═════ Entries shown
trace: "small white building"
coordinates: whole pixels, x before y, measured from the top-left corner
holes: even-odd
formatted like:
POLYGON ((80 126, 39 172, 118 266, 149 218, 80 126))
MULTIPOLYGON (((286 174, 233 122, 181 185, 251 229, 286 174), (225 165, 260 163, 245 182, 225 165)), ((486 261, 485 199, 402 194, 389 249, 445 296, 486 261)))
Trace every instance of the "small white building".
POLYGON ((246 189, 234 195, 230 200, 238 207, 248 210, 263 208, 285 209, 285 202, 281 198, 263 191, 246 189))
══════════
Could you convert each line of the listing above into a JSON list of strings, one string per line and no blank lines?

[
  "trace: \"small white building\"",
  "coordinates: whole pixels, x before y, measured from the top-left corner",
  "holes: even-odd",
  "formatted like:",
  "POLYGON ((80 126, 39 172, 118 266, 149 218, 80 126))",
  "MULTIPOLYGON (((286 174, 233 122, 181 185, 251 229, 286 174), (225 165, 260 163, 245 182, 225 165)), ((486 261, 485 199, 402 194, 389 249, 445 296, 486 261)))",
  "Trace every instance of the \"small white building\".",
  "POLYGON ((246 189, 234 195, 230 200, 238 207, 248 210, 263 208, 285 209, 285 202, 281 198, 263 191, 246 189))"
]